**Information given**:
>>>>

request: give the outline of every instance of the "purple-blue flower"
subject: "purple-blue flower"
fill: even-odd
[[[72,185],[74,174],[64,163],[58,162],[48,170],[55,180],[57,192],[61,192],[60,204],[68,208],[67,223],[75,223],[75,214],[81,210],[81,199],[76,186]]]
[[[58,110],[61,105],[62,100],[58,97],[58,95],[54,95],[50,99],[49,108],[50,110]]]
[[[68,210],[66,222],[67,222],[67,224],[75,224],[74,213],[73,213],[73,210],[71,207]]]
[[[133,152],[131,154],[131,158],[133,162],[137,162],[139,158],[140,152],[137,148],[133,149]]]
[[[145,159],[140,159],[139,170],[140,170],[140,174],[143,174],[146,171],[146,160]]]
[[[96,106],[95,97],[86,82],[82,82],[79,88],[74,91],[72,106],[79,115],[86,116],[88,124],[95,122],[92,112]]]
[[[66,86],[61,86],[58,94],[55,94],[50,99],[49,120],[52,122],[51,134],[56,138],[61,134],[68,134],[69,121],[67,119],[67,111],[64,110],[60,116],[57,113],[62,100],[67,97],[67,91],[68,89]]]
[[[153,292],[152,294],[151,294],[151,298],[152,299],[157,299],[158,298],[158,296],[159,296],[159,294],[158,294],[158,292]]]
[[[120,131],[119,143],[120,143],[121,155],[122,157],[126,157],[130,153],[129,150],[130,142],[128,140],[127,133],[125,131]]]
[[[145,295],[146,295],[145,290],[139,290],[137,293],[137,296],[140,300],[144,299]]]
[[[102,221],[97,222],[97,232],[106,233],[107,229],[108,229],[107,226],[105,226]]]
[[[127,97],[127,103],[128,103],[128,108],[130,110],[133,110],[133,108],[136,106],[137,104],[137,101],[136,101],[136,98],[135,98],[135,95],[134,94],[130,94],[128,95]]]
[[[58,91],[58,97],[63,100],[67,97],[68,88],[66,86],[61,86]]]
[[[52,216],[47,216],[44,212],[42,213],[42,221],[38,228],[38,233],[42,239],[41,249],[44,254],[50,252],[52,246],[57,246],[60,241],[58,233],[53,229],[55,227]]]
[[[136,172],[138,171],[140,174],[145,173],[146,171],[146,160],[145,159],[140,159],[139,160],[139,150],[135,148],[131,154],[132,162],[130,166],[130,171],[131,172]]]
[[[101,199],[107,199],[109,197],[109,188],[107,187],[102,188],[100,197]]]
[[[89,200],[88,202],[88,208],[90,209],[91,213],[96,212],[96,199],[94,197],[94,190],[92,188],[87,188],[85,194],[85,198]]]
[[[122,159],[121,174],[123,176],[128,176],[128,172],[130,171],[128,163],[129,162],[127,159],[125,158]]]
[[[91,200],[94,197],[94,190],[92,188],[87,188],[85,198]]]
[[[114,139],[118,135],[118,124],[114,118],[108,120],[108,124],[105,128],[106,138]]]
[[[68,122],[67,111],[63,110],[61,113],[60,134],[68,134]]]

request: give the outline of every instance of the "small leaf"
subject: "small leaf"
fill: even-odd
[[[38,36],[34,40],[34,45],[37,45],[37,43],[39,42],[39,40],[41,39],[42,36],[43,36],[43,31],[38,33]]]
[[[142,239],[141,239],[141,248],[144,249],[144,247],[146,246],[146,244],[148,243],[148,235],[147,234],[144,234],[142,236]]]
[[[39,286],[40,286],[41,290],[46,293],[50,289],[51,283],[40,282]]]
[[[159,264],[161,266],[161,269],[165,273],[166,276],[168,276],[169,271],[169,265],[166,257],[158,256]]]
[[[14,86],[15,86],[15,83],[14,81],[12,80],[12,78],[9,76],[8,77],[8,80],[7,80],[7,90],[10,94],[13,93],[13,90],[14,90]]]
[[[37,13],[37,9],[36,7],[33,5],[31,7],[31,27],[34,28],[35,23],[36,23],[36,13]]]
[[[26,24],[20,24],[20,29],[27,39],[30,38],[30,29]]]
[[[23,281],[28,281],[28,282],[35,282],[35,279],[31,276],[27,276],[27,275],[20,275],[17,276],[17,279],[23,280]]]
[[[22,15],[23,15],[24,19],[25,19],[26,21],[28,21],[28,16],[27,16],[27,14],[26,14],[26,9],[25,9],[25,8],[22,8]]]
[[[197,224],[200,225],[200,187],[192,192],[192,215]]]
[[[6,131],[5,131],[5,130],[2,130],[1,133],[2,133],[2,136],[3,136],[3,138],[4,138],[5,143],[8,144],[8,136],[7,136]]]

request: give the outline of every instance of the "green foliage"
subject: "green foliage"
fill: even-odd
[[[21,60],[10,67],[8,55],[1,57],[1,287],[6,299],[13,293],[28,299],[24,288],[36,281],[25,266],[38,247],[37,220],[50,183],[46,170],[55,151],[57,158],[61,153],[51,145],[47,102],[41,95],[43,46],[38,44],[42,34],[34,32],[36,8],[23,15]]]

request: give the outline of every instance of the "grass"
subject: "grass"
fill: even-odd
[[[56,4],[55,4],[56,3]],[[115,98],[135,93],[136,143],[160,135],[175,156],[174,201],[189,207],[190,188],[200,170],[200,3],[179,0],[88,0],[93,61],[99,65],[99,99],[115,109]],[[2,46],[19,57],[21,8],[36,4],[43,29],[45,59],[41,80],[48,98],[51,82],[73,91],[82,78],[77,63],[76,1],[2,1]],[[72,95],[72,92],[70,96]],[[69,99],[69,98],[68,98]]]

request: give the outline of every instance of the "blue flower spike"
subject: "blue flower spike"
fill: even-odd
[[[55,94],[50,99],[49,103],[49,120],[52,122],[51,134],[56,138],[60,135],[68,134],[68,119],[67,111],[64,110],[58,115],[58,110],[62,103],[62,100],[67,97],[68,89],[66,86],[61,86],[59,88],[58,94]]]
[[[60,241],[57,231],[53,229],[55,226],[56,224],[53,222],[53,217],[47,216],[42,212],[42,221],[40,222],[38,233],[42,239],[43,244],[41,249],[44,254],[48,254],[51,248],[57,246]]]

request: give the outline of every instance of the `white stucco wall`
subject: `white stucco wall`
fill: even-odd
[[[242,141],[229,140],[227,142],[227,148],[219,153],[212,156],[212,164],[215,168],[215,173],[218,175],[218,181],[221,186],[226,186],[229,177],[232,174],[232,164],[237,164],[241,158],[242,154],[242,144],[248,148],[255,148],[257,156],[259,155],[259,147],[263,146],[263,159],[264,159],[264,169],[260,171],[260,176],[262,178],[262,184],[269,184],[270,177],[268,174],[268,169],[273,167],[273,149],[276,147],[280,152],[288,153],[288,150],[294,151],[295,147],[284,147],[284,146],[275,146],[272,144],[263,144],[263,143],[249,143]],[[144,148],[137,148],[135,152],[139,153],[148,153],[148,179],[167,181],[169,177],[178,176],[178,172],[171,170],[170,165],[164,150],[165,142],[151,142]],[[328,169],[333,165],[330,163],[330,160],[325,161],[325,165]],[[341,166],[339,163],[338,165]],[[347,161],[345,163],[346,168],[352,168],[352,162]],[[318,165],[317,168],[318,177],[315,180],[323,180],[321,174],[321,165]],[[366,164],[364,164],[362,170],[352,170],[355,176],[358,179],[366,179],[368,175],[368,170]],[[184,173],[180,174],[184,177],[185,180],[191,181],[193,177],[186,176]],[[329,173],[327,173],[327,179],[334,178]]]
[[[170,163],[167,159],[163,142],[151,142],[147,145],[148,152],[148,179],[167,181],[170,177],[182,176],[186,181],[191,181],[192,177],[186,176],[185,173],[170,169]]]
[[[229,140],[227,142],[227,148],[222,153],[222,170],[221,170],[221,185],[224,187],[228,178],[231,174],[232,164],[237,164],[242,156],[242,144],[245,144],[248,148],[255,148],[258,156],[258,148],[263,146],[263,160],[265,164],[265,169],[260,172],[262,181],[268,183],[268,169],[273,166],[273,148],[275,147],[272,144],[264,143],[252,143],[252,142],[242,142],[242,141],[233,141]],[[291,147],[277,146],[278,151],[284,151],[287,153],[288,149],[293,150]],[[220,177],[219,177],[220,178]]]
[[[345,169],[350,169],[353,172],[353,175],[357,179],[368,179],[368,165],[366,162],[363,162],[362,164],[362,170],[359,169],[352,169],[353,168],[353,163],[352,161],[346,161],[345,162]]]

<<<<

**Your instructions**: Look for the string "blue" in the entries above. Copy every line that has it.

**Your solution**:
request: give the outline of every instance of the "purple-blue flower"
subject: "purple-blue flower"
request: give the outline of every instance of the "blue flower spike"
subject: "blue flower spike"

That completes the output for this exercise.